SUPPLIED RECORDS —
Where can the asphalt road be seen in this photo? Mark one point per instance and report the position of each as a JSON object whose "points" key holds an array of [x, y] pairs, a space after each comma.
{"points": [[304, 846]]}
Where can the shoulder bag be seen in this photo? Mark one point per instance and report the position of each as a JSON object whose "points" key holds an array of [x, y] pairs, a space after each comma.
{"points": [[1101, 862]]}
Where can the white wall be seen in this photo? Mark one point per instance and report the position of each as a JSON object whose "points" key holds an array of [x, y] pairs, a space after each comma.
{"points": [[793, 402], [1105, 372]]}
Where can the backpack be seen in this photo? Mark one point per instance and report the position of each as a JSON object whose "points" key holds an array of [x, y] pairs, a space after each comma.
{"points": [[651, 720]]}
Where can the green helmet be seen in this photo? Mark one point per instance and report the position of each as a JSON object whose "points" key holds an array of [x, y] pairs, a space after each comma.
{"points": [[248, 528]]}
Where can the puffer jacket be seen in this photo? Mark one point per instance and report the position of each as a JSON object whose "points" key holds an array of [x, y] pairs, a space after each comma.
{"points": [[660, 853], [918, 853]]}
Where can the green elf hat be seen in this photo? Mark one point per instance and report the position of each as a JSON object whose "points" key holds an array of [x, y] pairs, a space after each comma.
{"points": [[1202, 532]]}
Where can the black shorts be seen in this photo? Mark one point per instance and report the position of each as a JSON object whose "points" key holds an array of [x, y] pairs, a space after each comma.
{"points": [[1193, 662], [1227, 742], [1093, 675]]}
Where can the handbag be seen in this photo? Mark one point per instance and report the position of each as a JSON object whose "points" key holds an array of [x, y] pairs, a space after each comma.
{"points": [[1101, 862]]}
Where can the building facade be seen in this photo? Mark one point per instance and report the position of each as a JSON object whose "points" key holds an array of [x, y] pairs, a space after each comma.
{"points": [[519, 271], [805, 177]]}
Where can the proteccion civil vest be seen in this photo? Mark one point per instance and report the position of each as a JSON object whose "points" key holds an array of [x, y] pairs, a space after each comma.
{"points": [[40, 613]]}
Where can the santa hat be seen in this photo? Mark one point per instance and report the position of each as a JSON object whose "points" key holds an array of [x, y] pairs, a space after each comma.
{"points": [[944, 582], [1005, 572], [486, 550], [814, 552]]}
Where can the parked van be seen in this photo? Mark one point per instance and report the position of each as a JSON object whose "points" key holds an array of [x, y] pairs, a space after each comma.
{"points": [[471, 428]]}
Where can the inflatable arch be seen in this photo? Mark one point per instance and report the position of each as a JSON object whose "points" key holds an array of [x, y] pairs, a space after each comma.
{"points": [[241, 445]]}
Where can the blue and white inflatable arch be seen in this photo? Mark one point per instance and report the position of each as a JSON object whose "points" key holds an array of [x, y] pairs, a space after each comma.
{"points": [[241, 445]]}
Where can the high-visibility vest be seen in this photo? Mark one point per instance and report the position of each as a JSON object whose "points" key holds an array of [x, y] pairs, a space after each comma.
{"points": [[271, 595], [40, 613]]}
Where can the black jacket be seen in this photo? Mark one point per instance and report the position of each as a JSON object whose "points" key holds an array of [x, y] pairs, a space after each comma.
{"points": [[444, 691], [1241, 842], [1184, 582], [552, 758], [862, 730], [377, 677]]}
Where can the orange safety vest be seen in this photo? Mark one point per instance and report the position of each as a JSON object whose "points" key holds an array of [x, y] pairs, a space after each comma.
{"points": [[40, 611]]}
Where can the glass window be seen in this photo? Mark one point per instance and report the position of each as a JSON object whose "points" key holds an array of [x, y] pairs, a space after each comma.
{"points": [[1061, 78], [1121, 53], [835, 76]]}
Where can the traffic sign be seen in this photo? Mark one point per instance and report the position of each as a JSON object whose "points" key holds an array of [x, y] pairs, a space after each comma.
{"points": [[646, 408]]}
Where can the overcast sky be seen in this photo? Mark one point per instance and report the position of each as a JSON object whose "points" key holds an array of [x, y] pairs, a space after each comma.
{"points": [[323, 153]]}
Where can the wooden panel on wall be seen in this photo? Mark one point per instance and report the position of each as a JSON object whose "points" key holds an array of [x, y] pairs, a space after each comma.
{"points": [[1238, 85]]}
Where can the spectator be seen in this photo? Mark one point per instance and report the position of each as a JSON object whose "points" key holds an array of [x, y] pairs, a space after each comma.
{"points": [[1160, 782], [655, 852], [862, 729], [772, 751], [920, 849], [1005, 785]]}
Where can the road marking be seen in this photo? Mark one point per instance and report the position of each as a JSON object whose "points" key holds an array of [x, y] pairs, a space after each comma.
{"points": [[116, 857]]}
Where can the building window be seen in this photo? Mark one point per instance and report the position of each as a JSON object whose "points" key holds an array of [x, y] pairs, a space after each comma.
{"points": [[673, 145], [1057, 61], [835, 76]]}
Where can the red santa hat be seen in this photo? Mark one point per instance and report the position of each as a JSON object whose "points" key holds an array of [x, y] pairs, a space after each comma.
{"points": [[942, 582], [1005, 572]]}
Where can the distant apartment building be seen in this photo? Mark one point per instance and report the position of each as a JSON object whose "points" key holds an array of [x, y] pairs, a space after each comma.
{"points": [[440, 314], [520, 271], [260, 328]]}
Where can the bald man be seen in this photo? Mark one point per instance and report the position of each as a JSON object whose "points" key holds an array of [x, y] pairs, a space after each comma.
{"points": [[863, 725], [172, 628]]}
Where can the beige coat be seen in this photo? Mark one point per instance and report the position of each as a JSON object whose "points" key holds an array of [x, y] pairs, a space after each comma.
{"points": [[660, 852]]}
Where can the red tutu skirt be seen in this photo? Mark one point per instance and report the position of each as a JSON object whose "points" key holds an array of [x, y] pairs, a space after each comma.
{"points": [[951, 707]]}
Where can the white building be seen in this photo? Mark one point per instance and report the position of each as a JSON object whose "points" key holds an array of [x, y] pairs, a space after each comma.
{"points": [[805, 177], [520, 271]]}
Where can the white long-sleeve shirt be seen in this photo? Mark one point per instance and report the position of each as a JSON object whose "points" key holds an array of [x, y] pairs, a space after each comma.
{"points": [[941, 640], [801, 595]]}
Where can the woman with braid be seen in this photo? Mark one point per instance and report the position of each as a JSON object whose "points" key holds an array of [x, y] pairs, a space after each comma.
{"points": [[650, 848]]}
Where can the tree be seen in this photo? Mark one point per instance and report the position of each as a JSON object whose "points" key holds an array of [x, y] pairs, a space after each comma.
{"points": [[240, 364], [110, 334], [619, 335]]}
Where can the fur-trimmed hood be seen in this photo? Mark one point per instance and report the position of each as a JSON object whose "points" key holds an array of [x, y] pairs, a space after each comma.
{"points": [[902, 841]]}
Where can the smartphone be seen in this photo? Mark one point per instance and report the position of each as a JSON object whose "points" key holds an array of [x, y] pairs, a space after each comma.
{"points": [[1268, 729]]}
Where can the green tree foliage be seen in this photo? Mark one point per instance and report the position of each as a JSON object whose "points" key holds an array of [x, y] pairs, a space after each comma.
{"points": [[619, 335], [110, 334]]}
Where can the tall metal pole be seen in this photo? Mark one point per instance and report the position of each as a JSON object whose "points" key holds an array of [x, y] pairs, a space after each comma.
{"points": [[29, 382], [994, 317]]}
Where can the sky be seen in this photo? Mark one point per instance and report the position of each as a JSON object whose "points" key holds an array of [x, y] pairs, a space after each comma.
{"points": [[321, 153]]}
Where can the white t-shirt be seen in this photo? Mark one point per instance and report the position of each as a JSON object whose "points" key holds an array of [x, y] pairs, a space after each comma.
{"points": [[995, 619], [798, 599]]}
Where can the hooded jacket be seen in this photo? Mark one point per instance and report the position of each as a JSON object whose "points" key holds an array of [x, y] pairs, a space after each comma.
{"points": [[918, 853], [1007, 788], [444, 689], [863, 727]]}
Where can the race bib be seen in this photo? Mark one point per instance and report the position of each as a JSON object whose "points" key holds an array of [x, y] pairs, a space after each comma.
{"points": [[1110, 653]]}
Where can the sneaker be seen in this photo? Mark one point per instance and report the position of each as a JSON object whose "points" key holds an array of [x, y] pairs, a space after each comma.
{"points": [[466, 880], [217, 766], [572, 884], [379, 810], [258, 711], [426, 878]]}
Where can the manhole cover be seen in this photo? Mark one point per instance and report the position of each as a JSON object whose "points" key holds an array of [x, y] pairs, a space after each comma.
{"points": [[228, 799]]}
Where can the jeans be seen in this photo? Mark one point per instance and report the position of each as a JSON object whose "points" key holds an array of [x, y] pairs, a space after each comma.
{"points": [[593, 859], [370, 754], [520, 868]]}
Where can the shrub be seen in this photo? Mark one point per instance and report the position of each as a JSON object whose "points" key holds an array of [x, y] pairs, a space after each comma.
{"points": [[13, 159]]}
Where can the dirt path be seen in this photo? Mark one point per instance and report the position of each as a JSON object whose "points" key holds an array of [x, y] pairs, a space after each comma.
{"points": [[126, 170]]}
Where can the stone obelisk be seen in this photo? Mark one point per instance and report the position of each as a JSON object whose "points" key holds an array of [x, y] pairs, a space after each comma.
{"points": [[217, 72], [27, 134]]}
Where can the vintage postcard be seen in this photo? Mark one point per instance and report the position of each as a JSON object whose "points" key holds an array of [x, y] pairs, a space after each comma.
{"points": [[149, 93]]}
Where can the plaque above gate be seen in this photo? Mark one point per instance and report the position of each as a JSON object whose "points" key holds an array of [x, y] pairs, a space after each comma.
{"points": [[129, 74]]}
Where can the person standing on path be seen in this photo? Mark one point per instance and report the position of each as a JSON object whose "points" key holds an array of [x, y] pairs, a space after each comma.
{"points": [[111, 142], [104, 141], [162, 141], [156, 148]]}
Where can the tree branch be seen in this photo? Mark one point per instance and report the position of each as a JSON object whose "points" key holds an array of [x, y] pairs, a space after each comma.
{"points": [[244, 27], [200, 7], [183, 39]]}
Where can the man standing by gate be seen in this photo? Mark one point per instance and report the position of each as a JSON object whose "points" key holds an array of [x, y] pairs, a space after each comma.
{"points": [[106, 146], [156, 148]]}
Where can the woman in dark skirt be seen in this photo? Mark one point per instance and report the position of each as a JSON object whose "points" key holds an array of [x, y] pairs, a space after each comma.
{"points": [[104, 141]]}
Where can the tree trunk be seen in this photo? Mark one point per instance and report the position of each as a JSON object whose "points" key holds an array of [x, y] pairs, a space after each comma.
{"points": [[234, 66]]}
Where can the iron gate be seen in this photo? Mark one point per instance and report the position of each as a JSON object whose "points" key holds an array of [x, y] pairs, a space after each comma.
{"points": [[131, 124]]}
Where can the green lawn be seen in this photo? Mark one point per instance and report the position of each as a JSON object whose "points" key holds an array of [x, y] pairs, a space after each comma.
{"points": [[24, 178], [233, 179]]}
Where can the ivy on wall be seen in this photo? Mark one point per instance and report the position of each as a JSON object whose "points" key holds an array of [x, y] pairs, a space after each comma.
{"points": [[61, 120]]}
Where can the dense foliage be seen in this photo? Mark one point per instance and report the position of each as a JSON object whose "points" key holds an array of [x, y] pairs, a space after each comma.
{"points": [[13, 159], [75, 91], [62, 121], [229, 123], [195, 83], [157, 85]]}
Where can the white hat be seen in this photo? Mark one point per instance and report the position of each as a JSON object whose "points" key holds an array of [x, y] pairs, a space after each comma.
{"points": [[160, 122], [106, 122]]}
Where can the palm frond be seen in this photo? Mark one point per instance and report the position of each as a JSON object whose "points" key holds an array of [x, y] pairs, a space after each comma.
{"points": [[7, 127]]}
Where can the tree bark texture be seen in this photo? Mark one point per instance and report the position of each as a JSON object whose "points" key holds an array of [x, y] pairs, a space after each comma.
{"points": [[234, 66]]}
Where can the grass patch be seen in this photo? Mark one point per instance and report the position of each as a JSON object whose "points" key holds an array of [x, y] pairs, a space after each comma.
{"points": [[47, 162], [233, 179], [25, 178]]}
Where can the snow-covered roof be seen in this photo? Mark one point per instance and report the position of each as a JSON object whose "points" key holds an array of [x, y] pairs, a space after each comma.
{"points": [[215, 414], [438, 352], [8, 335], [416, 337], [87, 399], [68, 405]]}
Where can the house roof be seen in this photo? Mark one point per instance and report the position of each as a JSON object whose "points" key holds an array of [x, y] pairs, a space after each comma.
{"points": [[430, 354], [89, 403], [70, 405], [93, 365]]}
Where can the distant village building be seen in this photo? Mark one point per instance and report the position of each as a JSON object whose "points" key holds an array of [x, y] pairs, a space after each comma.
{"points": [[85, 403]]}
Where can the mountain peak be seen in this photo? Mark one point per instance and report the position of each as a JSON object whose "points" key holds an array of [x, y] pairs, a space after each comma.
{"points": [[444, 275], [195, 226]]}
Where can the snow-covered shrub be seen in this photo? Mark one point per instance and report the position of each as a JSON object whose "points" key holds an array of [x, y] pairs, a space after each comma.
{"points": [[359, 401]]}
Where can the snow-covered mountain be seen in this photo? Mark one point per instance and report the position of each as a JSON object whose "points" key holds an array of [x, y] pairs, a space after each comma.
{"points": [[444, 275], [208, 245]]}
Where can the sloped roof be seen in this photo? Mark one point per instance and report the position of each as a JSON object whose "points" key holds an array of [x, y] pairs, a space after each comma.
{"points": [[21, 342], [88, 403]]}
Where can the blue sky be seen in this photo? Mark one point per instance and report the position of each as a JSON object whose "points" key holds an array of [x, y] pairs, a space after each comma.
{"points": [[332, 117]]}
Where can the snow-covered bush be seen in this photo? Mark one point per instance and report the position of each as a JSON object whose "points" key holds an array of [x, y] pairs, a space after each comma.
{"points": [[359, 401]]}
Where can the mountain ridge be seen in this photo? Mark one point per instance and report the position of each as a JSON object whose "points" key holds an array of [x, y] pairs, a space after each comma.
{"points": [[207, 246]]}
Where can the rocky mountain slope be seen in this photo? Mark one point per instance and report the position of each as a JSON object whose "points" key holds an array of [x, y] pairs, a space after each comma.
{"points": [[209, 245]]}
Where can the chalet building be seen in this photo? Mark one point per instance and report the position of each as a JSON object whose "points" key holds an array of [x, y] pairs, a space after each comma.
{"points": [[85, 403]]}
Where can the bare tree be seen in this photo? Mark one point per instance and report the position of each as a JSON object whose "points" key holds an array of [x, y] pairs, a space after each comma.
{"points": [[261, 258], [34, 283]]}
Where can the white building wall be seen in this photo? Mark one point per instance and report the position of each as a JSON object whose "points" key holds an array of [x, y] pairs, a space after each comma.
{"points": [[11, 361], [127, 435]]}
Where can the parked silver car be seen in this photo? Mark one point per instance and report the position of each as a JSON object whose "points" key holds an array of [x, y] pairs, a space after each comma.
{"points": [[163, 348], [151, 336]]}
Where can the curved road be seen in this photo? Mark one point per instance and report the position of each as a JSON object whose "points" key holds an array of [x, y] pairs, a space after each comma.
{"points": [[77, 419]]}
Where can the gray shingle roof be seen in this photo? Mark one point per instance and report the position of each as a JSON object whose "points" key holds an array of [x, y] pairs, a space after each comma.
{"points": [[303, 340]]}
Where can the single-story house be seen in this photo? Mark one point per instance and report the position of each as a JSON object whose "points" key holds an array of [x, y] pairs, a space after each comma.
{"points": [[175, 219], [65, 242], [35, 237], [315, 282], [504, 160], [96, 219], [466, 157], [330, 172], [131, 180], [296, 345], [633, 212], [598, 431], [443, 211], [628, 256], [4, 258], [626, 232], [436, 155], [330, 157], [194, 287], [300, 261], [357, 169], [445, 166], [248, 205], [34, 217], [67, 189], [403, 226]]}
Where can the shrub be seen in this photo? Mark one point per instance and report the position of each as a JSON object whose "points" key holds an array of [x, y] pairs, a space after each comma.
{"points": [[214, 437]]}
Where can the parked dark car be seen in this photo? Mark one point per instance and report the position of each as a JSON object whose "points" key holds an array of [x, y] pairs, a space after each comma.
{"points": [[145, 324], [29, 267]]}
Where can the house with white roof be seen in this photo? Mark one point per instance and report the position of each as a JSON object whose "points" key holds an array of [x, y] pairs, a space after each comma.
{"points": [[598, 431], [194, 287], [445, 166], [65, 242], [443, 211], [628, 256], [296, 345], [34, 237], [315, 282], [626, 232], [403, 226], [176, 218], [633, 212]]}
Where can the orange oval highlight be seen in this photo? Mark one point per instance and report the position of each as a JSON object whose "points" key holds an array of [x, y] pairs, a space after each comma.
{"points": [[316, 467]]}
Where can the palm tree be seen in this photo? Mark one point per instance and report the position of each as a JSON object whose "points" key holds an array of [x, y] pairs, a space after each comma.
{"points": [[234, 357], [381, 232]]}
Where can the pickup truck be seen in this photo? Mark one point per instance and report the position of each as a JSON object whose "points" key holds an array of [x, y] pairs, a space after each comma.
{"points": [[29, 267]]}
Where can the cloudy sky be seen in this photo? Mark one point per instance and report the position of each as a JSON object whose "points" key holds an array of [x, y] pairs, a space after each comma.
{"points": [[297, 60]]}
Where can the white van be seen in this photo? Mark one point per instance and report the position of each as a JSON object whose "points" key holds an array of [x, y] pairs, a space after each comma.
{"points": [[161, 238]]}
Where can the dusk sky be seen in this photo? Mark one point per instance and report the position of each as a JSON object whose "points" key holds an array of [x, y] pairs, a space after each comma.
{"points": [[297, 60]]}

WHAT THIS TASK INVOLVES —
Replace "white van" with "delivery van" in everything from the line containing "Where can the cloudy" down to the end of the records. Give those lines again with nothing else changed.

EXERCISE RESULT —
Where can the cloudy sky be seen in this photo? Mark one point per instance and report the position of each as a JSON object whose "points" key holds an array of [x, y] pairs, a space after each comma.
{"points": [[297, 60]]}
Where can the delivery van be seen in this photo? Mark one point per instance and report the position of each as a JSON object whose "points" key holds an array of [x, y] pairs, a space after each comma.
{"points": [[161, 238]]}
Where can the dusk sky be seen in this photo? Mark one point per instance and report the position of each as a JSON object whose "points" key holds an array of [x, y] pairs, a space after each comma.
{"points": [[297, 60]]}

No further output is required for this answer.